Your goal:
Reproduce everything from the line containing "flower in hair?" down to the end of the items below, requests included, shifting every number in the answers, both the viewBox values and the outline coordinates, by -81.

Stored rows:
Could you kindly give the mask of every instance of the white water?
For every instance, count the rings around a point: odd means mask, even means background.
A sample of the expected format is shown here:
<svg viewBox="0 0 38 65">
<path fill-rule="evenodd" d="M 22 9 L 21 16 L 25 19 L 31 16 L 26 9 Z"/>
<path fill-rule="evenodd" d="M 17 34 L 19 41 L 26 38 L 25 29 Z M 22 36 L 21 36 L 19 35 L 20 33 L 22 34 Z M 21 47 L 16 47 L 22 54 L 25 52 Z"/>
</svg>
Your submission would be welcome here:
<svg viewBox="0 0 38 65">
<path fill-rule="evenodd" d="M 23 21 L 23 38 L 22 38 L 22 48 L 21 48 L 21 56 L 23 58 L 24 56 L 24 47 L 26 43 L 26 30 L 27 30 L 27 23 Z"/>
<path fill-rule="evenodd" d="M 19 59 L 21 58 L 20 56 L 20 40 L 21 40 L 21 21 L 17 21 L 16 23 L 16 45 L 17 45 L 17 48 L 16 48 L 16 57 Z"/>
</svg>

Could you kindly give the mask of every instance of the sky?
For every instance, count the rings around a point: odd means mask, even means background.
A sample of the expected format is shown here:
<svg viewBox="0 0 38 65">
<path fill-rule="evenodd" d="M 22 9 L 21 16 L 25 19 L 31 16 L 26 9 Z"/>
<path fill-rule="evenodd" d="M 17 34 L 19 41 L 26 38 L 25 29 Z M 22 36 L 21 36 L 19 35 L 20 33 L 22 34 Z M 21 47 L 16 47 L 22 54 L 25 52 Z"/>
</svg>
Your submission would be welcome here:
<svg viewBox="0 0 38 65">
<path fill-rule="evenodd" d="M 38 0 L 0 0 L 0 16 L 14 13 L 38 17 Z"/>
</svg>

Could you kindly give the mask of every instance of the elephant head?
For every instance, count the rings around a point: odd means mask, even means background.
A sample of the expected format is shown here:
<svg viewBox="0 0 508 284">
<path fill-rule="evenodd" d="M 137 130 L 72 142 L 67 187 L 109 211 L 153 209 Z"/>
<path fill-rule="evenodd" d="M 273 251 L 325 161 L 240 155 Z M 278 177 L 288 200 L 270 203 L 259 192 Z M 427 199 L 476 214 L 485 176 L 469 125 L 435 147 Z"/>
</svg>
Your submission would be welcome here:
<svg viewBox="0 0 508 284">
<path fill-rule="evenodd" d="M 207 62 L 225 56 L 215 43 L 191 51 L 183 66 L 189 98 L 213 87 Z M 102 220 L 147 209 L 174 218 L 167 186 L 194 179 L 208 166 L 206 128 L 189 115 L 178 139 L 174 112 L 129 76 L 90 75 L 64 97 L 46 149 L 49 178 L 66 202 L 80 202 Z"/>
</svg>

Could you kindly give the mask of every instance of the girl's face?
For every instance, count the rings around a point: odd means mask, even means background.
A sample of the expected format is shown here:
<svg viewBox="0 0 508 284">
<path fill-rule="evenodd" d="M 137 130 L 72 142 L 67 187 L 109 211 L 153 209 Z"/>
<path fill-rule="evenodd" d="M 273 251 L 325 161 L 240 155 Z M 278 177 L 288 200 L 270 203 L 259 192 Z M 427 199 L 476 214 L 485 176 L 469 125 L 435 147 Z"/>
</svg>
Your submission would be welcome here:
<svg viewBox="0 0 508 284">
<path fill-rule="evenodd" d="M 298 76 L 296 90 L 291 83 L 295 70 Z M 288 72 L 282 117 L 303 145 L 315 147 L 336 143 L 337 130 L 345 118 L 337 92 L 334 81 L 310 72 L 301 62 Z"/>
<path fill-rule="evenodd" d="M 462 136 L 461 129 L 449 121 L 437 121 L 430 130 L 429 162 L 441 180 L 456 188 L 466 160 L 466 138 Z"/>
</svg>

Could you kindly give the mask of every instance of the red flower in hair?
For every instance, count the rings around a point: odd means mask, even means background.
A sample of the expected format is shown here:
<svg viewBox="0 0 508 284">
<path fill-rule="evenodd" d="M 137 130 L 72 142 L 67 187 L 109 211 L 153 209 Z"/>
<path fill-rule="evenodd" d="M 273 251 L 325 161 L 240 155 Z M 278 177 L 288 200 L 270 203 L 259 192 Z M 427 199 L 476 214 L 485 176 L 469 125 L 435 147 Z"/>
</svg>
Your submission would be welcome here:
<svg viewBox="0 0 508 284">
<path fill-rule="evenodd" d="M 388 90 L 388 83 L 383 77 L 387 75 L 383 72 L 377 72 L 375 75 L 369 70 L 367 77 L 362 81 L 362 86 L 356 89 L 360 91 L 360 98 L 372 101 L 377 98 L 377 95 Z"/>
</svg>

Response for this exercise:
Could you kindly give the mask of every instance of the red flower in hair?
For every instance, count the rings around a point: odd means mask, even means background.
A sample of the expected format is shown here:
<svg viewBox="0 0 508 284">
<path fill-rule="evenodd" d="M 137 130 L 72 142 L 67 187 L 109 211 L 153 209 Z"/>
<path fill-rule="evenodd" d="M 273 251 L 325 161 L 240 155 Z M 278 177 L 288 200 L 270 203 L 259 192 Z M 427 199 L 476 214 L 485 176 L 469 125 L 435 147 Z"/>
</svg>
Your submission would be welcome here:
<svg viewBox="-81 -81 427 203">
<path fill-rule="evenodd" d="M 307 9 L 307 2 L 302 -4 L 306 -6 L 302 -9 L 296 -9 L 294 -6 L 288 -11 L 286 -4 L 281 0 L 281 5 L 275 8 L 279 10 L 279 17 L 291 20 L 296 17 L 296 14 Z"/>
</svg>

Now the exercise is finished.